- _Document passage_:
****
- Promotional art for the anime

消滅都市 (Shōmetsu Toshi)
- Genre: Thriller
- Developer: Wright Flyer Studios
- Publisher: Wright Flyer Studios; GREE;
- Platform: Mobile
- Released: May 2014
- Directed by: Shigeyuki Miya
- Written by: Shingo Irie
- Music by: Kenji Kawai
- Studio: Madhouse
- Licensed by: Crunchyroll
- Original network: Tokyo MX, ytv, BS11, AT-X
- Original run: April 7, 2019 – June 23, 2019
- Episodes: 12
- Anime and manga portal

= Afterlost =

Japanese mobile game and anime series

Afterlost (消滅都市, Shōmetsu Toshi) (stylized as AFTERLOST) is a Japanese mobile game series. An anime television series adaptation by studio Madhouse aired from April to June 2019.

==Plot==
One day, the city of Lost suddenly disappears. Takuya, a courier who works alone, meets Yuki, a mysterious girl who is the sole survivor of the incident. After receiving a message from Yuki's father, who was presumed missing, they head toward Lost.
****
- _Stored records_:

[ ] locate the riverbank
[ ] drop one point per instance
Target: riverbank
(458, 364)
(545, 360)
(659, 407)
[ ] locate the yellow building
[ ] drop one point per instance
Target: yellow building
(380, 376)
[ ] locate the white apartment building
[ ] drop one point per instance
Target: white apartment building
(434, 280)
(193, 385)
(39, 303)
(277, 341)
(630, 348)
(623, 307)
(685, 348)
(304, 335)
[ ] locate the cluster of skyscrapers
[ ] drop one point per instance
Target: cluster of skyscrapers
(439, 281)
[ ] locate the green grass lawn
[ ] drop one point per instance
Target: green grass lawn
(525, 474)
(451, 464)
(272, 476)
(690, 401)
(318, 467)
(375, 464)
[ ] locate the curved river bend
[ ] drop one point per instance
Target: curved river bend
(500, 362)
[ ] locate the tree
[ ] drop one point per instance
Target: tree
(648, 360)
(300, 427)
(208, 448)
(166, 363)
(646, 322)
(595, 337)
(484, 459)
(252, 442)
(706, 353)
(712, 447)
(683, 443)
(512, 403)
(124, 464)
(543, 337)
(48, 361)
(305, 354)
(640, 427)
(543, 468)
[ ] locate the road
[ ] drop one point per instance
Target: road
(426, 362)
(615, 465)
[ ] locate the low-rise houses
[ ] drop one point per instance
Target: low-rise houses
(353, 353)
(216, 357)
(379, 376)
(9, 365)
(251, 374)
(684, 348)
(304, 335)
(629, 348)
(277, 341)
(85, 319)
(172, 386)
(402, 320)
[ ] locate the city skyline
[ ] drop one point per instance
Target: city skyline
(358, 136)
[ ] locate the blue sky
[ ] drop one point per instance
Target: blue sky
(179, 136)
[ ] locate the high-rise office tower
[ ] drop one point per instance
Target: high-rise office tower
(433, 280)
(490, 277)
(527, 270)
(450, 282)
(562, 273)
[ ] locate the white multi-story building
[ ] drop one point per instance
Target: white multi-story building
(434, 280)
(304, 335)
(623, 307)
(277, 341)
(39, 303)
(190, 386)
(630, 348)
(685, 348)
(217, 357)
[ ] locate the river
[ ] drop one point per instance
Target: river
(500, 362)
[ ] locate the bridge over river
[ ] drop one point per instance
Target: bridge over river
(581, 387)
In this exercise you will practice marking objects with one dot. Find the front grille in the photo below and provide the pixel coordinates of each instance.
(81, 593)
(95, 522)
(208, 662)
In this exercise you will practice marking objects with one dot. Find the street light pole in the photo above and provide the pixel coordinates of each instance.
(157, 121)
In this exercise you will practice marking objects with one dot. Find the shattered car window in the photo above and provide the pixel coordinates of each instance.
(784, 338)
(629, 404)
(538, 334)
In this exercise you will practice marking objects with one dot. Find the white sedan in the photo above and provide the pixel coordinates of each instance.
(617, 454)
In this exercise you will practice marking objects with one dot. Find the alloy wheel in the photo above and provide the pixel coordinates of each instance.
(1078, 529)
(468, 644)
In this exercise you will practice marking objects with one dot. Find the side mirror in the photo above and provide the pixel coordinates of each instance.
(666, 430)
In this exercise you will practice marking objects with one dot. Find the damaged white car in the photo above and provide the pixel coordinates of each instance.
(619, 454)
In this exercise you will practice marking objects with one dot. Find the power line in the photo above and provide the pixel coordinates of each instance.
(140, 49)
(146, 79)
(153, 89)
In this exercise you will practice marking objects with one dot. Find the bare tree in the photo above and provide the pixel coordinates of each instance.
****
- _Exercise goal_:
Continue the Afterlost article from the end of its plot summary.

- _Answer below_:
Despite not knowing each other, Takuya and Yuki must work together to survive and reach Lost. Opposing them is a mysterious organization who seeks to prevent them from knowing the truth.

==Characters==
- Yuki (ユキ)

A girl with mysterious powers who is the sole survivor of the incident that destroyed Lost. After receiving a message from her father, she and Takuya head for the city.
- Takuya (タクヤ)

A man who works as a courier. Although he usually works alone, after meeting Yuki he works with her to reach Lost.
- Akira (アキラ)

A man who has been taking care of Yuki and Souma since they were young. He went missing following Lost's destruction.
- Soma (ソウマ)

Yuki's younger brother, who went missing following Lost's destruction.
- Eiji (エイジ)

A man who tasked Takuya with taking Yuki to Lost. He once worked alongside her father in researching parallel worlds.
- Kikyo (キキョウ)

A researcher.
- Geek (ギーク)

Takuya's childhood friend, who is a big fan of SPR5.
- Yumiko (ユミコ)

A detective and Takuya's colleague.
- Kouta (コウタ)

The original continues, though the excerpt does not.